Worlds of Design: “All About Me” RPGs (Part 2)

Part 2. Continuing to describe the “All About Me” style, and asking why it’s popular. It has to do with player (not character) backgrounds, certainly. Is it generational in some way?

Photo by Hello I'm Nik on Unsplash

Last time I talked about the “All About Me” RPG style, and how it differed so drastically from the semi-military style I’ve always been accustomed to. I’ve been trying to compare the two, to describe rather than prescribe, though it’s obvious which style I prefer.

Another element of this style seems to be a lot of what I would call wacky ideas that the GM is supposed to take seriously. I recall one group where the player/character wanted to throw an old-fashioned wood-burning oven (they are remarkably heavy) a hundred yards, and expected to be given a reasonable chance to do it (as in, a 20 on a d20). I would have simply said “that’s impossible,” but that might not satisfy the “All About Me” crowd.

I occasionally wonder how one could encourage such players to play the more semi-military/mercenary style. Probably the first thing to do would be to impress upon the players before they joined the group that this was the kind of game we were going to play, that you had to be on your toes and cooperate or you were going to die. Of course, if someone accustomed to the “All About Me” style comes into an existing game with people playing, shall we say, more seriously, they would probably learn to conform pretty quickly; it’s when you start out with an entire group of new people (new to your style of GMing) that things can go wrong quite quickly.

====

◆ THINGS TO DO
(1) In the RPG article, what reason does the author give for calling a player's plan to throw an old-fashioned wood-burning oven a hundred yards impossible?
(2) Rewrite the stretch of entries from the line containing "<item>blurred gray background</item>" through the end of the entries, switching "whole pixels" to "integer pixels" and leaving everything else unchanged. Return only that stretch.

[Dataset rows]
====

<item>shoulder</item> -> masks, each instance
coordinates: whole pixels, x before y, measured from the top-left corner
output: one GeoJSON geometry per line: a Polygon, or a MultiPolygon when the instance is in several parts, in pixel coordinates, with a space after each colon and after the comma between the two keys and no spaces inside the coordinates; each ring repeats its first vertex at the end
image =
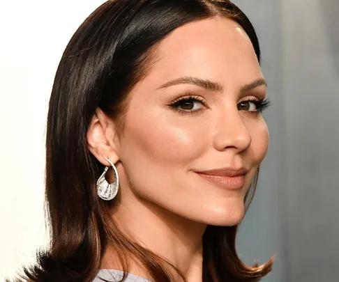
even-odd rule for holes
{"type": "MultiPolygon", "coordinates": [[[[123,272],[121,270],[115,269],[100,269],[96,277],[93,282],[103,282],[107,281],[110,282],[119,282],[121,280],[123,272]]],[[[144,278],[137,276],[132,274],[128,274],[126,282],[151,282],[144,278]]]]}

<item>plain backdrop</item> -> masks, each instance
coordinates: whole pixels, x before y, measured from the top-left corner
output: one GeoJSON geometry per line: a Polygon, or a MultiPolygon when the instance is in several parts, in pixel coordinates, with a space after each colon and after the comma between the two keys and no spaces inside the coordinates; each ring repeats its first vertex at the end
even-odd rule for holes
{"type": "MultiPolygon", "coordinates": [[[[170,0],[168,0],[170,1],[170,0]]],[[[339,1],[234,0],[253,21],[273,106],[246,263],[276,255],[265,282],[336,282],[339,265],[339,1]]],[[[46,245],[45,133],[70,37],[103,1],[0,0],[0,281],[46,245]]]]}

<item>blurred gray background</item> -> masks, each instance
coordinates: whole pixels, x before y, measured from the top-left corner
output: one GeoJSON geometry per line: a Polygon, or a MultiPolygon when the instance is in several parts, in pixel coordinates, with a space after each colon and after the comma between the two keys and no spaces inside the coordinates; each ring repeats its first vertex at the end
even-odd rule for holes
{"type": "Polygon", "coordinates": [[[259,34],[273,103],[258,189],[240,228],[264,282],[339,281],[339,0],[234,0],[259,34]]]}

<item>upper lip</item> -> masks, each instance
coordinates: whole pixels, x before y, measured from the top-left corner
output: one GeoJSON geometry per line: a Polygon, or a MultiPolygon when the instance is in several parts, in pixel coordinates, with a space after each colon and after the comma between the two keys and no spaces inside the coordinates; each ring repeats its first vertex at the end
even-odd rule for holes
{"type": "Polygon", "coordinates": [[[197,173],[205,174],[207,175],[236,177],[244,175],[248,172],[248,170],[245,168],[222,168],[196,172],[197,173]]]}

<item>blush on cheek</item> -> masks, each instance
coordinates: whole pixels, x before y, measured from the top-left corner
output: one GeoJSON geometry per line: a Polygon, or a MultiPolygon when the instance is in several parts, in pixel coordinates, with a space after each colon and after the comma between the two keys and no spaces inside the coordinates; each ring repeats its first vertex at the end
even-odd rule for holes
{"type": "Polygon", "coordinates": [[[199,157],[205,148],[201,132],[170,123],[161,119],[135,122],[128,130],[128,138],[137,141],[135,146],[156,159],[184,163],[199,157]]]}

====

◆ EXERCISE RESPONSES
(1) The author notes that old-fashioned wood-burning ovens are remarkably heavy. Throwing one a hundred yards is therefore not something a character should have a reasonable chance of doing.

(2)
<item>blurred gray background</item> -> masks, each instance
coordinates: integer pixels, x before y, measured from the top-left corner
output: one GeoJSON geometry per line: a Polygon, or a MultiPolygon when the instance is in several parts, in pixel coordinates, with a space after each colon and after the comma between the two keys and no spaces inside the coordinates; each ring repeats its first vertex at the end
even-odd rule for holes
{"type": "Polygon", "coordinates": [[[259,34],[273,103],[258,189],[240,228],[264,282],[339,281],[339,0],[234,0],[259,34]]]}

<item>upper lip</item> -> masks, each instance
coordinates: integer pixels, x before y, measured from the top-left corner
output: one GeoJSON geometry per line: a Polygon, or a MultiPolygon when the instance is in several parts, in pixel coordinates, with a space after each colon and after the comma between the two keys and no spaces inside the coordinates; each ring repeats its first vertex at the end
even-odd rule for holes
{"type": "Polygon", "coordinates": [[[197,173],[205,174],[207,175],[236,177],[244,175],[248,172],[248,170],[245,168],[222,168],[196,172],[197,173]]]}

<item>blush on cheek</item> -> masks, each instance
coordinates: integer pixels, x before y, measured from the top-left corner
output: one GeoJSON geometry per line: a Polygon, or a MultiPolygon when the instance is in several parts, in pixel coordinates, with a space after each colon and after the comma between the two keys and no spaces inside the coordinates; each ring repeats its first vertex at the end
even-odd rule for holes
{"type": "Polygon", "coordinates": [[[199,157],[205,148],[201,132],[170,123],[161,119],[135,122],[128,130],[128,138],[137,141],[135,146],[156,159],[184,163],[199,157]]]}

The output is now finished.